= Provided records =
=== Section Start ===

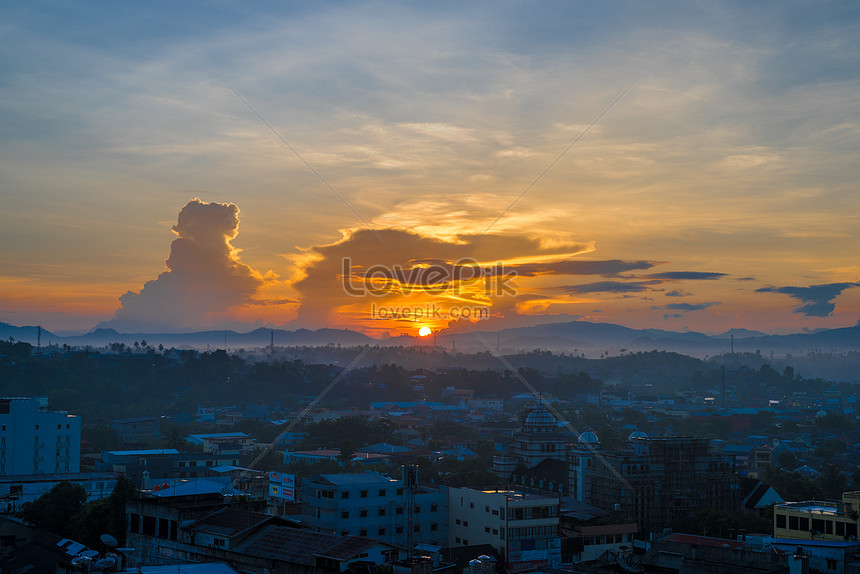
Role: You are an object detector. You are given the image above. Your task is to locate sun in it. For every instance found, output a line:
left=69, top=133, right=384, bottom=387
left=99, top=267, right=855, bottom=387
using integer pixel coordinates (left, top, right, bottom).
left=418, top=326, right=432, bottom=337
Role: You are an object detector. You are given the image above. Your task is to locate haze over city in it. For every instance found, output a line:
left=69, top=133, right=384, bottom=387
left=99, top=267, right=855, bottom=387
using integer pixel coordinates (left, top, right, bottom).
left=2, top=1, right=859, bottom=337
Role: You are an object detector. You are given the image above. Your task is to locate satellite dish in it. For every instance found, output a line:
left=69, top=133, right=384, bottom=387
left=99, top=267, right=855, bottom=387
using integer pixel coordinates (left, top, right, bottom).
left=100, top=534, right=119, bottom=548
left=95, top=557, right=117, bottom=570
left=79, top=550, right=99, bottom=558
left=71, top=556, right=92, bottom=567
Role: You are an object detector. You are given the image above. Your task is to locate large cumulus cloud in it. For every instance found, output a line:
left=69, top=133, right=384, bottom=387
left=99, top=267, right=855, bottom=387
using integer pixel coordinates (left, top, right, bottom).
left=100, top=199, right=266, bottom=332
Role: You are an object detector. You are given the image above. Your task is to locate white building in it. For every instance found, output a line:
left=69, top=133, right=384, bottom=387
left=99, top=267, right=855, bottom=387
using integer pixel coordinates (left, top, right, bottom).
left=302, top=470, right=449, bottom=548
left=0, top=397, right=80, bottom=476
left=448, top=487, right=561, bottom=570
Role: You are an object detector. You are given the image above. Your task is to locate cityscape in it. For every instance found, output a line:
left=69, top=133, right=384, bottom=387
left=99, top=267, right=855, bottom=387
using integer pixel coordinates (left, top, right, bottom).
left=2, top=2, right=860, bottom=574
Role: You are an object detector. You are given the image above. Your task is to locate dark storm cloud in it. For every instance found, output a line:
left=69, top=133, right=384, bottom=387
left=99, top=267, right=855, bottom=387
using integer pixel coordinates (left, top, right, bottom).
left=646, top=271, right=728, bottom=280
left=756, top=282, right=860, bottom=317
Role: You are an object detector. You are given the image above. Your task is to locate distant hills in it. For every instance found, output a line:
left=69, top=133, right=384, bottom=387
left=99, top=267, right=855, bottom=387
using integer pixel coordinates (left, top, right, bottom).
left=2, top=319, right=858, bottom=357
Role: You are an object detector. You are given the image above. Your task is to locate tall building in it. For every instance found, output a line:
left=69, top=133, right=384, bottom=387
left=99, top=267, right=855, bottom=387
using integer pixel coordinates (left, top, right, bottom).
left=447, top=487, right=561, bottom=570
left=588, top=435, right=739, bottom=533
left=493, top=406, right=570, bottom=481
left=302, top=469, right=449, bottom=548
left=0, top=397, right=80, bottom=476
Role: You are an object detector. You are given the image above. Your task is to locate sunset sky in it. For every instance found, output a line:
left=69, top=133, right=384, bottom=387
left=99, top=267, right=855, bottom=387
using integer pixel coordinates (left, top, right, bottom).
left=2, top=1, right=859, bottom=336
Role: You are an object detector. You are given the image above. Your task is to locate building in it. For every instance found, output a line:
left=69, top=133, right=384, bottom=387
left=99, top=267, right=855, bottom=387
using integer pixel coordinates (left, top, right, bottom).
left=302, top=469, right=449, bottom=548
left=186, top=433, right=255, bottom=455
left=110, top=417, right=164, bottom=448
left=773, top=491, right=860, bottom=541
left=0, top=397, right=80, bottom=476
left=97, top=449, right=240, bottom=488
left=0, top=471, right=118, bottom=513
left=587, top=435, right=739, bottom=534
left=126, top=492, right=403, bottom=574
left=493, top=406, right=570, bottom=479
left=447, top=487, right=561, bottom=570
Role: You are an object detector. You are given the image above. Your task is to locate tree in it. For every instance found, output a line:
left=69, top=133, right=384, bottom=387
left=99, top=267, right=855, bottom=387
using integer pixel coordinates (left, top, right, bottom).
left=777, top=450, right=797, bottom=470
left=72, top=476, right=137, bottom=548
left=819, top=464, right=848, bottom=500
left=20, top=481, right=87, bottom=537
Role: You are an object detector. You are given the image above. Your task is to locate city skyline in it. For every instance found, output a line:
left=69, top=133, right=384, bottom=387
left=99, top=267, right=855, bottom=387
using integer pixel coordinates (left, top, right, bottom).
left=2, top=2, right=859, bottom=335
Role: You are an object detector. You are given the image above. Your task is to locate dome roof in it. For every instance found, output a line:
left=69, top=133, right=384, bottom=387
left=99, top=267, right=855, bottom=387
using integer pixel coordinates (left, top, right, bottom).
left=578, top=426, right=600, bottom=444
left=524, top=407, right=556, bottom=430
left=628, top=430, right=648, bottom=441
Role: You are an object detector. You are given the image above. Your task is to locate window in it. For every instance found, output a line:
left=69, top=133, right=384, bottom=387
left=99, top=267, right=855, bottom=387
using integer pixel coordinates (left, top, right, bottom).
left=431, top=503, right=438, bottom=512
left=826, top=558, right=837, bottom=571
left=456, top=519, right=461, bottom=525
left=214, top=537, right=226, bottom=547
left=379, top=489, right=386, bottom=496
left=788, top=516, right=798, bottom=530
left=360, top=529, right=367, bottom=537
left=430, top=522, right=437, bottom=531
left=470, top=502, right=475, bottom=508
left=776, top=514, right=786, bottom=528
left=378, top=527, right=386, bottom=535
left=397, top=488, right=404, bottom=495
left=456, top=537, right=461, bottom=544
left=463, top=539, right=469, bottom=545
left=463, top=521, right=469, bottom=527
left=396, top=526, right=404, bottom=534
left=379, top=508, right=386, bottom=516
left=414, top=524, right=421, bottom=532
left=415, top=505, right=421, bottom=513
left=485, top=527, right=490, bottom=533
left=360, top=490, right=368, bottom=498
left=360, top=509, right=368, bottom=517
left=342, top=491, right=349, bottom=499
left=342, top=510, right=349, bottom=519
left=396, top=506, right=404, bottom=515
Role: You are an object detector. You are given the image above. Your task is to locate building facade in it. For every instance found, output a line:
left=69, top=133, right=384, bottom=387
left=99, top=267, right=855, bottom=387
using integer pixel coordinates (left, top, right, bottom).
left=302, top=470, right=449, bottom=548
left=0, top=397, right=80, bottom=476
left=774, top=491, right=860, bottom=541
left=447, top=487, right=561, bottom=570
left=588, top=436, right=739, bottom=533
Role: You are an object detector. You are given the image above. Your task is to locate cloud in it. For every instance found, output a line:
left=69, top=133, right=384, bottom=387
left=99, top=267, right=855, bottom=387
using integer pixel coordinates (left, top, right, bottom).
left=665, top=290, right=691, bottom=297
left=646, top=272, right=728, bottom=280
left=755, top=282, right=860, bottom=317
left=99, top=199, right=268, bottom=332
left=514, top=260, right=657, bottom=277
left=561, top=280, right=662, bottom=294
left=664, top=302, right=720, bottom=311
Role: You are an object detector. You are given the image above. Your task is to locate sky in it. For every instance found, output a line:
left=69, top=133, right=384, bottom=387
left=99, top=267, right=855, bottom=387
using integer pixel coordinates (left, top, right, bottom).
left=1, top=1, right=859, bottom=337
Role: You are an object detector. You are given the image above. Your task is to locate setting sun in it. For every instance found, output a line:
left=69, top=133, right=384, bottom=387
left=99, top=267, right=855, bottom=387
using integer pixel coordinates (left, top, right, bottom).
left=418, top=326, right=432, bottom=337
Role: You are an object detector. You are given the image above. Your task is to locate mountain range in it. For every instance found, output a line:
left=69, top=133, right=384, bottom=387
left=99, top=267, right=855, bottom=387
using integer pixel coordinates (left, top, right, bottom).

=== Section End ===

Copy out all lines above holding "building".

Role: You are an object detector. You are given the image above. Your task is to locate white building in it. For every instance found, output a line:
Role: You are an object detector. You are given the image above. Your task is to locate tall building in it. For every instance found, output a line:
Role: You are an object detector. You are given the image above. Your task is to locate building in it. For every instance found, output a line:
Role: You are an object detector. You are given the image above. Your task is to locate building facade in it. For every instance found, output a line:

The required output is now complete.